Do this:
How many lines of the material below contain the word "banner"? Reply with the number alone.

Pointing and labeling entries
** BEGIN **

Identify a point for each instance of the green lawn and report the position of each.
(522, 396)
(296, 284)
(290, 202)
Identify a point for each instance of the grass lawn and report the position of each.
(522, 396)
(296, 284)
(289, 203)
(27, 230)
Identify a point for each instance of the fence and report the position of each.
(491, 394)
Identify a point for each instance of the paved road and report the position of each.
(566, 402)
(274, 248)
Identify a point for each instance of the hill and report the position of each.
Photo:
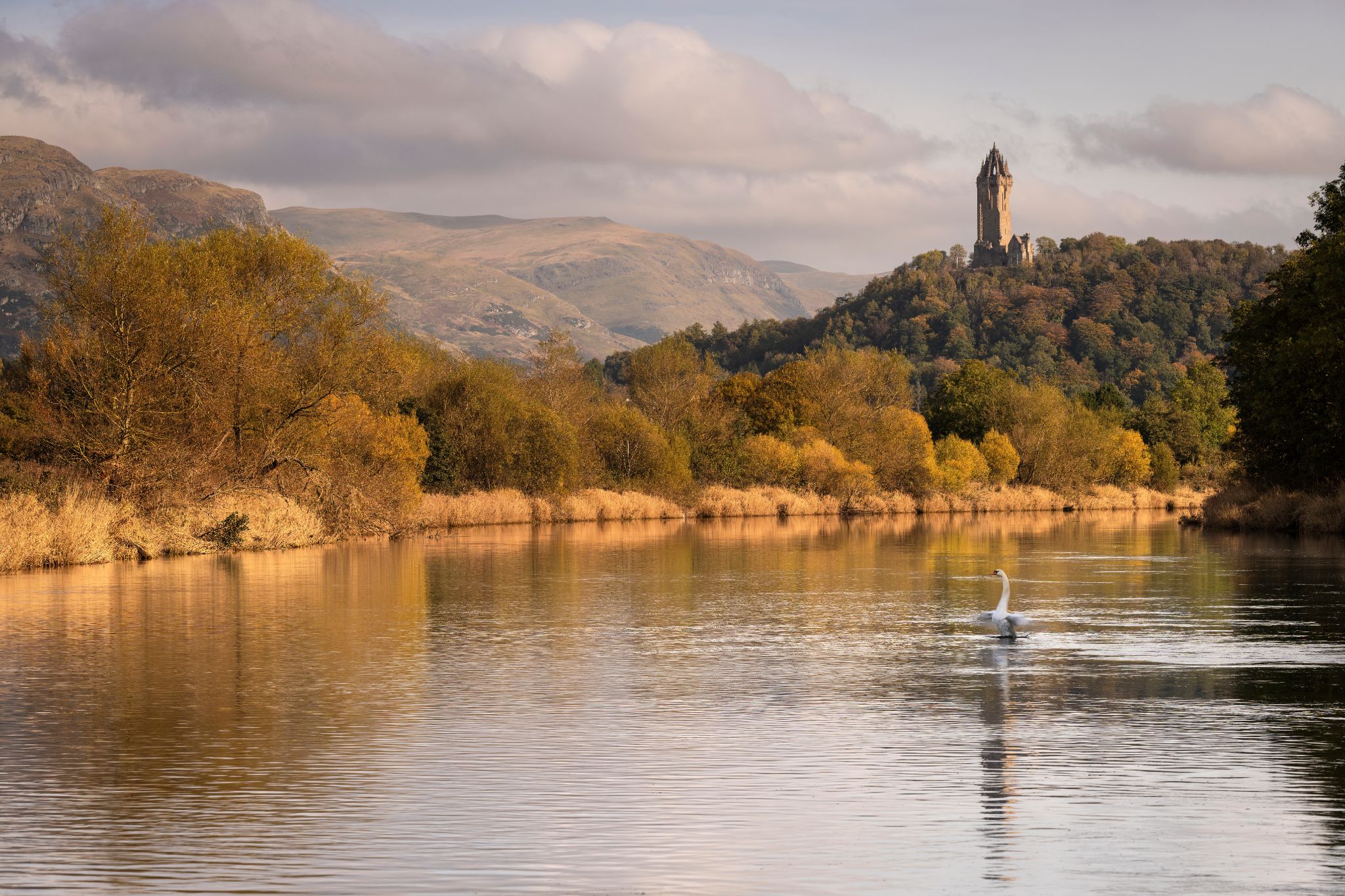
(45, 190)
(817, 288)
(1090, 312)
(493, 285)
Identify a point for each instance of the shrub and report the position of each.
(1125, 459)
(228, 535)
(636, 454)
(900, 450)
(1001, 457)
(366, 468)
(825, 469)
(1164, 472)
(485, 433)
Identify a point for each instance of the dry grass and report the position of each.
(722, 501)
(509, 505)
(602, 505)
(1243, 507)
(883, 503)
(475, 508)
(79, 527)
(77, 530)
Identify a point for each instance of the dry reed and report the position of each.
(1243, 507)
(722, 501)
(82, 527)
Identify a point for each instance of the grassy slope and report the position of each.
(816, 288)
(621, 278)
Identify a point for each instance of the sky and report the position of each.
(843, 135)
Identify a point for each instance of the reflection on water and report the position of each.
(743, 706)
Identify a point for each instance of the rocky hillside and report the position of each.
(493, 285)
(817, 289)
(45, 190)
(486, 284)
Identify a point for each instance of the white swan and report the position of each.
(1005, 622)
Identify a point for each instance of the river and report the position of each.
(716, 707)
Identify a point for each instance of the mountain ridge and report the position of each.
(485, 284)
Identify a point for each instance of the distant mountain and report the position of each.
(493, 285)
(489, 285)
(817, 289)
(45, 190)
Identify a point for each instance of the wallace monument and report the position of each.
(997, 245)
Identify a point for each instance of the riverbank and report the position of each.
(1248, 508)
(82, 527)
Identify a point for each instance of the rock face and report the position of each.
(817, 289)
(487, 284)
(45, 190)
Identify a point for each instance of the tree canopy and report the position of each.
(1287, 358)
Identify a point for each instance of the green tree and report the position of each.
(1001, 457)
(636, 453)
(970, 402)
(959, 464)
(1287, 355)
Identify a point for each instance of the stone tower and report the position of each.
(997, 245)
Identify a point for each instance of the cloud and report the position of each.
(648, 124)
(1279, 131)
(309, 96)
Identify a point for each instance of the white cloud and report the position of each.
(648, 124)
(1279, 131)
(310, 96)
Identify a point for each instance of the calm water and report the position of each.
(744, 707)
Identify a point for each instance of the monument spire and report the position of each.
(997, 245)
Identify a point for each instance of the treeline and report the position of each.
(1091, 312)
(839, 422)
(174, 371)
(1286, 354)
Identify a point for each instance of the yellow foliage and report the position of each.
(959, 464)
(900, 450)
(825, 469)
(1001, 457)
(1125, 459)
(768, 461)
(368, 467)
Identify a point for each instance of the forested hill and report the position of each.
(1091, 310)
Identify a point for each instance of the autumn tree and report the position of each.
(959, 464)
(636, 453)
(970, 400)
(1001, 457)
(667, 381)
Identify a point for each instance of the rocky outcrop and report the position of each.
(45, 191)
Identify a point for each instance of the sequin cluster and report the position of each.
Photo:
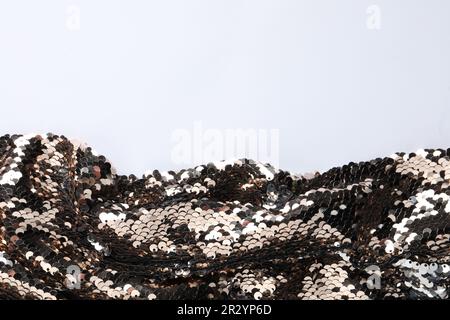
(72, 228)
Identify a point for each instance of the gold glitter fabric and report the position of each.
(72, 228)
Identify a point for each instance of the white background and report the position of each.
(135, 71)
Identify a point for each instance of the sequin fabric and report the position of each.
(72, 228)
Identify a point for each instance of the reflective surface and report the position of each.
(71, 227)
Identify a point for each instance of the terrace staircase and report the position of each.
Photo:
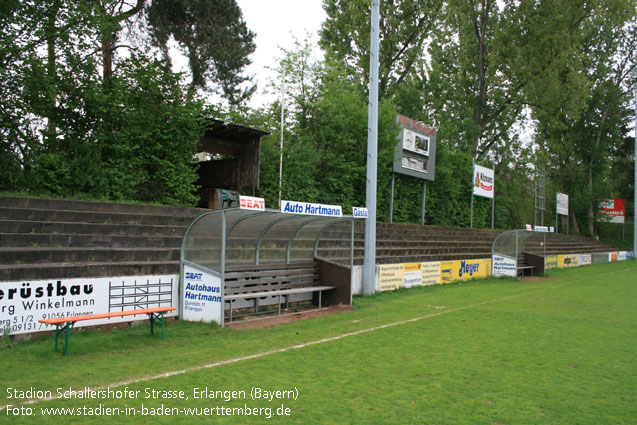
(404, 243)
(49, 239)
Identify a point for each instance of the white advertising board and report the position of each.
(504, 266)
(201, 296)
(358, 212)
(24, 303)
(562, 203)
(483, 181)
(306, 208)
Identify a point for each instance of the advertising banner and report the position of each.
(431, 273)
(306, 208)
(562, 203)
(601, 257)
(504, 266)
(452, 271)
(568, 260)
(550, 262)
(584, 259)
(483, 179)
(358, 212)
(251, 203)
(24, 303)
(614, 210)
(446, 271)
(412, 275)
(201, 296)
(390, 277)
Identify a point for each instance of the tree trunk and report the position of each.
(574, 220)
(51, 37)
(109, 33)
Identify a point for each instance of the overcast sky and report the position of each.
(275, 22)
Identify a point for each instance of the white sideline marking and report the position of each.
(320, 341)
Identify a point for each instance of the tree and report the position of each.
(404, 28)
(581, 142)
(214, 38)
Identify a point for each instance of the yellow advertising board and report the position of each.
(431, 273)
(390, 276)
(567, 260)
(452, 271)
(412, 275)
(446, 271)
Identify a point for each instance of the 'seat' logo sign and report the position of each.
(251, 203)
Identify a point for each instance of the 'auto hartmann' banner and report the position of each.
(613, 209)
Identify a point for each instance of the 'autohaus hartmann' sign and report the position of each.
(483, 179)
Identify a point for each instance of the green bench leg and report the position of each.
(160, 318)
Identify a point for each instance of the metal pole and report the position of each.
(473, 173)
(282, 117)
(424, 199)
(391, 199)
(369, 264)
(635, 183)
(556, 228)
(493, 212)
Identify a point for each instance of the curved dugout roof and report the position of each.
(237, 236)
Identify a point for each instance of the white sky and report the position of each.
(275, 22)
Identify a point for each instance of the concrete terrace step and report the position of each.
(87, 240)
(45, 227)
(33, 255)
(61, 204)
(66, 216)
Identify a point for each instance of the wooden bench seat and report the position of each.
(66, 324)
(263, 281)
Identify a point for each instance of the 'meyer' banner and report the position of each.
(613, 208)
(483, 179)
(306, 208)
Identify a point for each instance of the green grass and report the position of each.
(494, 351)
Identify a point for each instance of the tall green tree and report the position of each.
(581, 142)
(213, 36)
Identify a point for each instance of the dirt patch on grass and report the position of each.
(291, 315)
(535, 278)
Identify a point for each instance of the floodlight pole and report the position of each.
(369, 264)
(281, 152)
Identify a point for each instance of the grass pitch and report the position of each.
(496, 351)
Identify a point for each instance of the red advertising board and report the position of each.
(614, 209)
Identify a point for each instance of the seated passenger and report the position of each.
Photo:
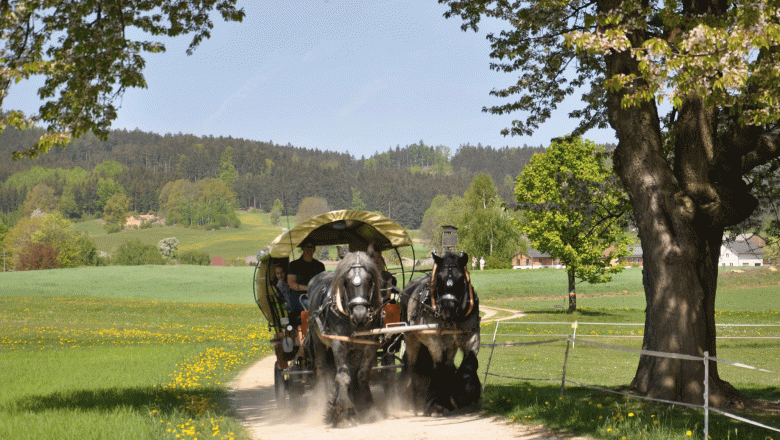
(389, 281)
(301, 272)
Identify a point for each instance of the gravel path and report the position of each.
(252, 397)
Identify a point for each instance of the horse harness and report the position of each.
(427, 301)
(333, 304)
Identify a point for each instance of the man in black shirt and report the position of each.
(301, 271)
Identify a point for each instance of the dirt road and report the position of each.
(252, 396)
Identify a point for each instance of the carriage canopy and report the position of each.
(356, 229)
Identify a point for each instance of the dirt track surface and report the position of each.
(252, 397)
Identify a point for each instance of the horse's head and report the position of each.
(452, 294)
(356, 289)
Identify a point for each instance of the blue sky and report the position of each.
(356, 76)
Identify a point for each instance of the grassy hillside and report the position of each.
(254, 234)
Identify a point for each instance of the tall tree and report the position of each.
(716, 62)
(487, 229)
(82, 50)
(575, 210)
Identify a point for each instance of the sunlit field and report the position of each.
(82, 368)
(254, 234)
(147, 352)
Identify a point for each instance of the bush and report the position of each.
(493, 262)
(112, 228)
(199, 258)
(38, 256)
(136, 253)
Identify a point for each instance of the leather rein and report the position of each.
(468, 282)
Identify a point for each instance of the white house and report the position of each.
(741, 252)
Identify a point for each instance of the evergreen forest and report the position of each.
(156, 171)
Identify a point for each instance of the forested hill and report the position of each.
(400, 182)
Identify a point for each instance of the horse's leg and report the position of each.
(340, 408)
(418, 374)
(323, 371)
(361, 396)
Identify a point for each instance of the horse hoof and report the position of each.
(346, 423)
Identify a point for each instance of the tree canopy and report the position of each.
(687, 171)
(87, 58)
(574, 210)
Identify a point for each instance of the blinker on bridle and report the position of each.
(449, 283)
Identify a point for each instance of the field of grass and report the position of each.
(254, 234)
(145, 352)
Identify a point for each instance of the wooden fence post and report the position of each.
(492, 349)
(565, 361)
(706, 394)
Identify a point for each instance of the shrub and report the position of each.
(168, 247)
(112, 228)
(37, 256)
(136, 253)
(494, 262)
(199, 258)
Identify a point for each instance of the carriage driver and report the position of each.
(301, 272)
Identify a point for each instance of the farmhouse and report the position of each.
(744, 251)
(535, 260)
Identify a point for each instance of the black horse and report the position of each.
(448, 299)
(340, 303)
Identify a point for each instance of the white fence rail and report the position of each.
(572, 339)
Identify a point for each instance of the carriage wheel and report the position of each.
(295, 385)
(280, 387)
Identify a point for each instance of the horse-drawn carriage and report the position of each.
(357, 231)
(355, 320)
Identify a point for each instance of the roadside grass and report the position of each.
(121, 352)
(98, 368)
(254, 234)
(748, 312)
(180, 283)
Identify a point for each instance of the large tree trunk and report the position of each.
(572, 291)
(681, 218)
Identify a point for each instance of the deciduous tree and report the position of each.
(574, 210)
(716, 63)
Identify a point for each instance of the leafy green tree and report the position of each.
(487, 228)
(107, 188)
(137, 253)
(168, 247)
(86, 58)
(227, 171)
(716, 63)
(216, 205)
(40, 197)
(46, 236)
(575, 210)
(116, 209)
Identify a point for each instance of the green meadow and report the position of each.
(254, 234)
(146, 352)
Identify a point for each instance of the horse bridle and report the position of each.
(449, 283)
(357, 280)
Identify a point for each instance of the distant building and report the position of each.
(743, 251)
(635, 258)
(534, 259)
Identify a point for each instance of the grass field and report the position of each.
(254, 234)
(145, 352)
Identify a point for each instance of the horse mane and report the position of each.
(346, 263)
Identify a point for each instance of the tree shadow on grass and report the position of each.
(107, 399)
(590, 412)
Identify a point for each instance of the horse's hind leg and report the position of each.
(361, 395)
(340, 411)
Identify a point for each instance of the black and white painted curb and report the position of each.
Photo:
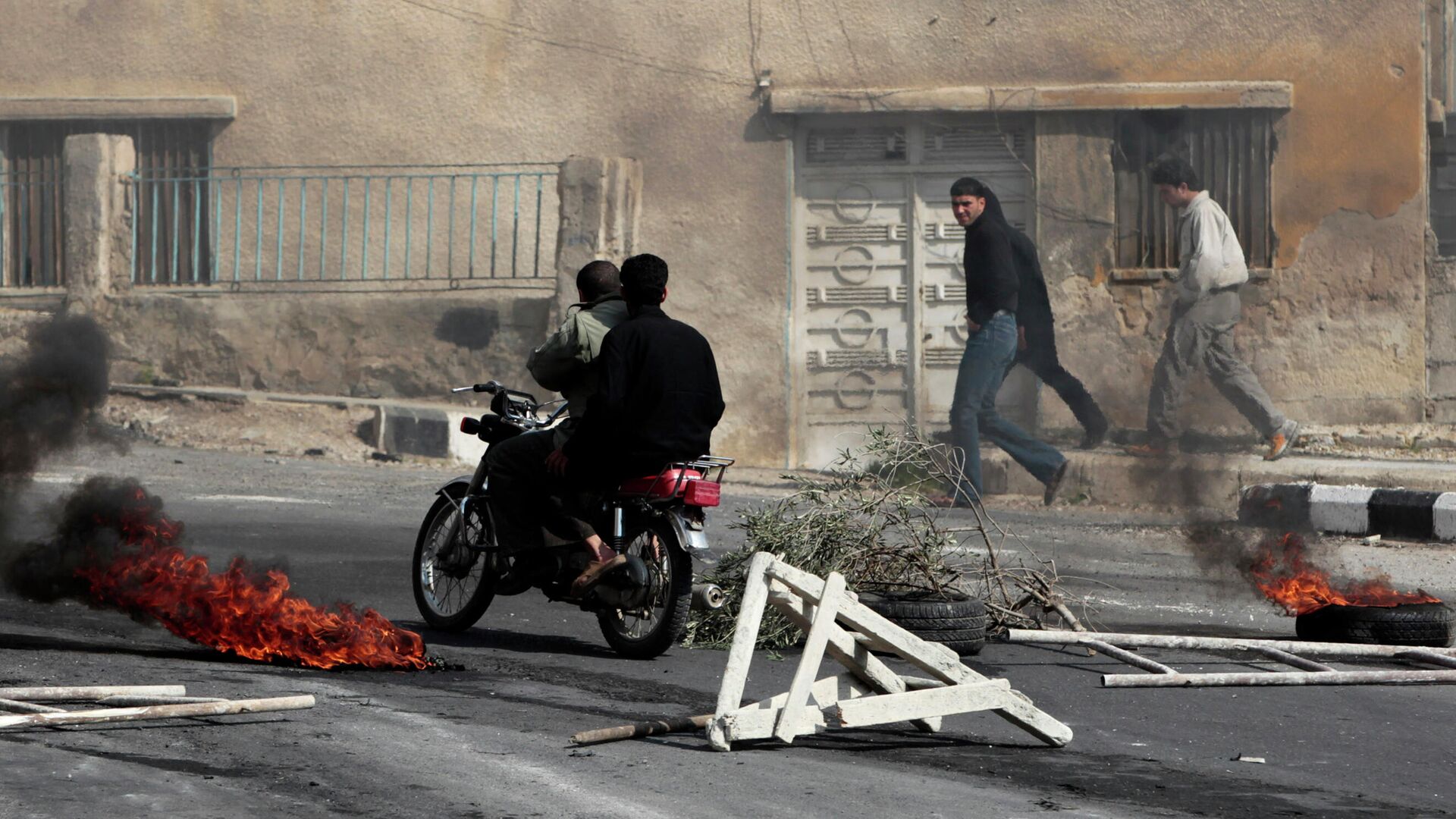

** END **

In response:
3